TEXT BLOCK below:

But there's more important stuff to talk about. For instance, a pile of squishy little purple balls has been found in the Arizona desert! Nobody knows what they are or how they got there, although some people think a plant food prankster dumped them there as a joke, since they resemble those little fertilizer globules you stick in your potting soil. Or they could be deep space excreta, or genetically modified grapes. Maybe Governor Jan Brewer will announce they are the long-lost innards of those desert torsos she once claimed to have seen. You decide:
From the Department of Tell Us Something We Don't Already Know: President Obama shoots clay pigeons. It seems that a national scandal had been brewing about the possibility that Obama is just another slimy politician who merely claims to love guns in order to appease the NRA. The national corporate media had kept up a cacophany of demand until the White House finally released the photo to prove Obama's gun cred. Too bad the courtiers of the press don't make a similar outcry about his Kill List and drone assassinations and demand that he produce his alleged User's Manual.

End of TEXT BLOCK.

Answer these questions about the passage on the purple balls and Obama's clay pigeons:
1. Where was the pile of squishy purple balls found?
2. What does President Obama shoot?
3. What did the White House release to prove Obama's gun cred?
The records play no part here; the passage alone is enough.

DATA EXTRACT below:

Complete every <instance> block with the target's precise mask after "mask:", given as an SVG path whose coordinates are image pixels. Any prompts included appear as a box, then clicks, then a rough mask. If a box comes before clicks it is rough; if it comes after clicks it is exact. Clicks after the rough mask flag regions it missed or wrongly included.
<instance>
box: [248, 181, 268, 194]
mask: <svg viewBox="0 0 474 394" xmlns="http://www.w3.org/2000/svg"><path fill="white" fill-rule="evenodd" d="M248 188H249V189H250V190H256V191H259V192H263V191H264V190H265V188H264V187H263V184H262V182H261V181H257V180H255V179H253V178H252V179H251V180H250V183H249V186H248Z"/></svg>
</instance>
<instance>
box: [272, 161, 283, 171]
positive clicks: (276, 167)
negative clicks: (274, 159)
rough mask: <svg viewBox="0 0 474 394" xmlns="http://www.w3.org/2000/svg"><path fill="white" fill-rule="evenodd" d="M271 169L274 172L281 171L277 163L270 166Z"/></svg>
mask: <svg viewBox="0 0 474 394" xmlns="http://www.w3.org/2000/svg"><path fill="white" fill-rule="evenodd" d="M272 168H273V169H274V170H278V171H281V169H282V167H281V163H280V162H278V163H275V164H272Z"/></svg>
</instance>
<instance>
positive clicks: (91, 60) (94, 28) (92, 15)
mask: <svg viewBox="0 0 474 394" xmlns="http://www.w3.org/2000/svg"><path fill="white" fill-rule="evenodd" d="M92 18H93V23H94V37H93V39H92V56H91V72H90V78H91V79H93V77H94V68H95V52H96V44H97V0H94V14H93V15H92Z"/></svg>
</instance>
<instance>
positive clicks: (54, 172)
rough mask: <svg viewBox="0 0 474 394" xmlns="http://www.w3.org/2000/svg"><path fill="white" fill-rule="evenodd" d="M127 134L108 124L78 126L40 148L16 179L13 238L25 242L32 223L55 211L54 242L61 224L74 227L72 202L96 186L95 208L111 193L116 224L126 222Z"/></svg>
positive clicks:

End of DATA EXTRACT.

▸ **WRITTEN SOLUTION**
1. In the Arizona desert.
2. Clay pigeons.
3. A photo.